** Assignment **
Copy out the biodiversity and disease post from "Thursday, December 2, 2010" to "et al. 2010).".

** Excerpted text **
---

Thursday, December 2, 2010

Biodiversity and Disease

The power of biodiversity is one of the most important lessons from the science of ecology. Higher biodiversity has been shown to lead to higher productivity (Cardinale et al. 2007), higher stability (Tilman et al. 2005), and greater resilience (Elmqvist et al. 2003). Now, a new study just published in nature supports the idea that preserving biodiverse ecosystems can reduce the prevalence of human diseases (Keesing et al. 2010).

Despite the value of biodiversity we continue to destroy habitat and alter the earth's biogeochemical cycles. Both of these actions are greatly reducing biodiversity and driving the current mass extinction. It seems that there's nothing we can't kill if we put our mindlessness to it (link).


Cardinale, Bradley J, Justin P Wright, Marc W Cadotte, Ian T Carroll, Andy Hector, Diane S Srivastava, Michel Loreau, and Jerome J Weis. 2007. Impacts of plant diversity on biomass production increase through time because of species complementarity. PNAS 104, no. 46: 18123-18128.

---

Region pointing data

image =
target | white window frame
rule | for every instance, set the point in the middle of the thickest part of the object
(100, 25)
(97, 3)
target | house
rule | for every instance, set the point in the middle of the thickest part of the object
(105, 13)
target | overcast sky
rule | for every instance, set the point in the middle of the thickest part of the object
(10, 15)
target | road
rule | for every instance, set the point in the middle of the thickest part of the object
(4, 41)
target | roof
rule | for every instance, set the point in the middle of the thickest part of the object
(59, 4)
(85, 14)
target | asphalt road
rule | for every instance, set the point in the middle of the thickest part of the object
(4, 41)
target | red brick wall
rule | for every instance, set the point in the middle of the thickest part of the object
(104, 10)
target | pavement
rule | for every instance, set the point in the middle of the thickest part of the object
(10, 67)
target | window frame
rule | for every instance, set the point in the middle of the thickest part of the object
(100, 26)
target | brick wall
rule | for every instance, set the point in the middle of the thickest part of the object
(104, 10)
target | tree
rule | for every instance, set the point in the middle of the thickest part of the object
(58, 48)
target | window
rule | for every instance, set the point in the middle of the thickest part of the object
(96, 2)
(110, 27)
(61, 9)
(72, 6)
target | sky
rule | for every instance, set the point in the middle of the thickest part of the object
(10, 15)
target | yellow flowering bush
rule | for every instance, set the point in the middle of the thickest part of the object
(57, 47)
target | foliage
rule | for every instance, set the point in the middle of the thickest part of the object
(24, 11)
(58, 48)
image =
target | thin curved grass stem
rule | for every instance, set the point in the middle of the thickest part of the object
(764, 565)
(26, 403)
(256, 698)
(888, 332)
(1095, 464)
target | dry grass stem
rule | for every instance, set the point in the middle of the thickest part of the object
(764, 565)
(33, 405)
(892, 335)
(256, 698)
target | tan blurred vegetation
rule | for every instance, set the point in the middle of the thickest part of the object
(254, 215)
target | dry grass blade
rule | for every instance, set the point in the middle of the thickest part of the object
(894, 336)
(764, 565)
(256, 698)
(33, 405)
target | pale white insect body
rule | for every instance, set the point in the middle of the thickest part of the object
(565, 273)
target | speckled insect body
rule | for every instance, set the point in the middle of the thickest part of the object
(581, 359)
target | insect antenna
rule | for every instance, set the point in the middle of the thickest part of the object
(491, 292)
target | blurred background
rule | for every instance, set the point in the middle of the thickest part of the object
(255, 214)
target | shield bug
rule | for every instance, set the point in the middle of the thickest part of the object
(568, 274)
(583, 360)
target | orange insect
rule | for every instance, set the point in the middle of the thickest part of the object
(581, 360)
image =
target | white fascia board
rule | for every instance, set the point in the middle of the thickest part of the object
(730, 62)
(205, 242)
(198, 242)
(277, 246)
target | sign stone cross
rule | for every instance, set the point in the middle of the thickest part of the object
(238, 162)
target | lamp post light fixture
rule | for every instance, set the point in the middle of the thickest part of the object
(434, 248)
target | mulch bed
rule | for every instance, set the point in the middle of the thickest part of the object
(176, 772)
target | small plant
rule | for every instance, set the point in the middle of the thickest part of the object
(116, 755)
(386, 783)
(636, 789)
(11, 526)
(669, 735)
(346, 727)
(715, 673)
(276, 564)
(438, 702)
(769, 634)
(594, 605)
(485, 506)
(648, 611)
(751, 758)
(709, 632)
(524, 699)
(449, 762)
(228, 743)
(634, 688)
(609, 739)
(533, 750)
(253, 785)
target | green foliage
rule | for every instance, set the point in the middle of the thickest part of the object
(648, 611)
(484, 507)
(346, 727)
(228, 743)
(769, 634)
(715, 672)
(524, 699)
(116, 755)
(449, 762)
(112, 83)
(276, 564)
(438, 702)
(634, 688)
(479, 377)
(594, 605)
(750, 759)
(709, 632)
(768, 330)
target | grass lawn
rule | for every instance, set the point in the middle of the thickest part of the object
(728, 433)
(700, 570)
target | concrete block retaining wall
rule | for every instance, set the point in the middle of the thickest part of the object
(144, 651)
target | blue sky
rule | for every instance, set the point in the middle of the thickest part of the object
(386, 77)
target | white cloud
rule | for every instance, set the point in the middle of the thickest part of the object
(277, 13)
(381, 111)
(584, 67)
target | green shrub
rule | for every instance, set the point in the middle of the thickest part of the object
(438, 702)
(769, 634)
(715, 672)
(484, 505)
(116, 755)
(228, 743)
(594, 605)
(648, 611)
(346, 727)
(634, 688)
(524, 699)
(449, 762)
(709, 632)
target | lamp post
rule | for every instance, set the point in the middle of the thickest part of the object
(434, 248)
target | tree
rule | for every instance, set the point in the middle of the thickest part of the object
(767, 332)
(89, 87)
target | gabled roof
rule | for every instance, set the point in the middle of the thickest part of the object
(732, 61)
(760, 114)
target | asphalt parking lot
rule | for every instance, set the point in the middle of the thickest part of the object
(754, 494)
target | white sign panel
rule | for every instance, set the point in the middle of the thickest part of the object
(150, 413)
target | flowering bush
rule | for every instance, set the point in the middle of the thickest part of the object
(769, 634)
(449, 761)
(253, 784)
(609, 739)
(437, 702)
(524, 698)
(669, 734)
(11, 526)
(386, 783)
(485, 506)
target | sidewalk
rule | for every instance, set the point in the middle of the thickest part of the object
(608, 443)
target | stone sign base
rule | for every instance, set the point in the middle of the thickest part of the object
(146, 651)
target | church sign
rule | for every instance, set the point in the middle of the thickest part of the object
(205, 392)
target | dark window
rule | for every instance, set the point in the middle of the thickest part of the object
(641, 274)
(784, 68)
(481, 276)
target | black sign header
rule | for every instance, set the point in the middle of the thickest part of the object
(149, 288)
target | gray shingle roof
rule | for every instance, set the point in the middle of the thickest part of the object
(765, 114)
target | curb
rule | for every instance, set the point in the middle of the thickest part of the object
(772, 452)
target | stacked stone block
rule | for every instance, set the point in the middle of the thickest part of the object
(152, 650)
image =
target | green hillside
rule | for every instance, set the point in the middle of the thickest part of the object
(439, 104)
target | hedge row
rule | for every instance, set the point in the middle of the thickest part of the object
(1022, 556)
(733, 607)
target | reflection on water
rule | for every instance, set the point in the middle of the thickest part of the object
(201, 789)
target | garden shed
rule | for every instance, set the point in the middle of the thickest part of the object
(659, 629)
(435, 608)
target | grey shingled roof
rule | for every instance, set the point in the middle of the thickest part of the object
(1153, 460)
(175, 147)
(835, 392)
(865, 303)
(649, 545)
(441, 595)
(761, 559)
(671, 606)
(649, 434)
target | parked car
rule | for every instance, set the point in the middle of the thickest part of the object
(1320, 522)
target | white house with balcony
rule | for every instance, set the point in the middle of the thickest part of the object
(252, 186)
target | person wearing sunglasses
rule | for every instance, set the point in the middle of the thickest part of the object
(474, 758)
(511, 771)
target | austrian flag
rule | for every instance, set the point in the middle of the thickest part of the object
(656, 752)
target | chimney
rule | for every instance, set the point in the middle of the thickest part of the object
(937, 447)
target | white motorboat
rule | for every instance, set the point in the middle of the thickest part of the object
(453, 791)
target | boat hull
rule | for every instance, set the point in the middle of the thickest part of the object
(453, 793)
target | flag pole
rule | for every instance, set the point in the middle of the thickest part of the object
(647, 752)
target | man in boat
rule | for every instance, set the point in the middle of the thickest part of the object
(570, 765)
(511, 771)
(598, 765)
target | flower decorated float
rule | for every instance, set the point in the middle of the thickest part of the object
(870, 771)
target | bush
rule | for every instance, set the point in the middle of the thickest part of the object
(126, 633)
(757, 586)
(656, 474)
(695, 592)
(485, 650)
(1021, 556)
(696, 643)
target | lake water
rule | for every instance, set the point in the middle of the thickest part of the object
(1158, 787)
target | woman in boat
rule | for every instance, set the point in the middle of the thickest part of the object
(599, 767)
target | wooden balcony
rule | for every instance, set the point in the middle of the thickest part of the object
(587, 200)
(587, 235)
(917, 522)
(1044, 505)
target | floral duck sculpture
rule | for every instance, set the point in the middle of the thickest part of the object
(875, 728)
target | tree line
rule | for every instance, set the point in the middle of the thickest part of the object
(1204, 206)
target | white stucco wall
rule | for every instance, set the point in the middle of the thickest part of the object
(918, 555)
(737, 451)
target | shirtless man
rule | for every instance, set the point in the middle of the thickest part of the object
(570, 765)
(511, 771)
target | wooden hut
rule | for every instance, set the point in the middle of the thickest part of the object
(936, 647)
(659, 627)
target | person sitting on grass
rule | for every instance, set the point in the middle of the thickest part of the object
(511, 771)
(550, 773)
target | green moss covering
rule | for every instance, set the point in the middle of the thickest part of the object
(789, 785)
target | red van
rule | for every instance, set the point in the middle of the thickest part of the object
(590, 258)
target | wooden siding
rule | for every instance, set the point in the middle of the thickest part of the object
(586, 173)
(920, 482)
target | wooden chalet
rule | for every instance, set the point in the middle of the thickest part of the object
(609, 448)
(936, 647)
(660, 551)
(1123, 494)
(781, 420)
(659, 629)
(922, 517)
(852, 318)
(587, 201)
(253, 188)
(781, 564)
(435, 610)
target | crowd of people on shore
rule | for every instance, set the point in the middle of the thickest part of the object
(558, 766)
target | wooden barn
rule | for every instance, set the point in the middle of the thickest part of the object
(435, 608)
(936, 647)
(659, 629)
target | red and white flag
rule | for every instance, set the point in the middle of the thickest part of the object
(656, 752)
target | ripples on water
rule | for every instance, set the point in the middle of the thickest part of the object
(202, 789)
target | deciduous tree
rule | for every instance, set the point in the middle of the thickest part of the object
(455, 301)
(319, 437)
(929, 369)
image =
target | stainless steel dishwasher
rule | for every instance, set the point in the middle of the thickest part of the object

---

** Solution **
Thursday, December 2, 2010

Biodiversity and Disease

The power of biodiversity is one of the most important lessons from the science of ecology. Higher biodiversity has been shown to lead to higher productivity (Cardinale et al. 2007), higher stability (Tilman et al. 2005), and greater resilience (Elmqvist et al. 2003). Now, a new study just published in nature supports the idea that preserving biodiverse ecosystems can reduce the prevalence of human diseases (Keesing et al. 2010).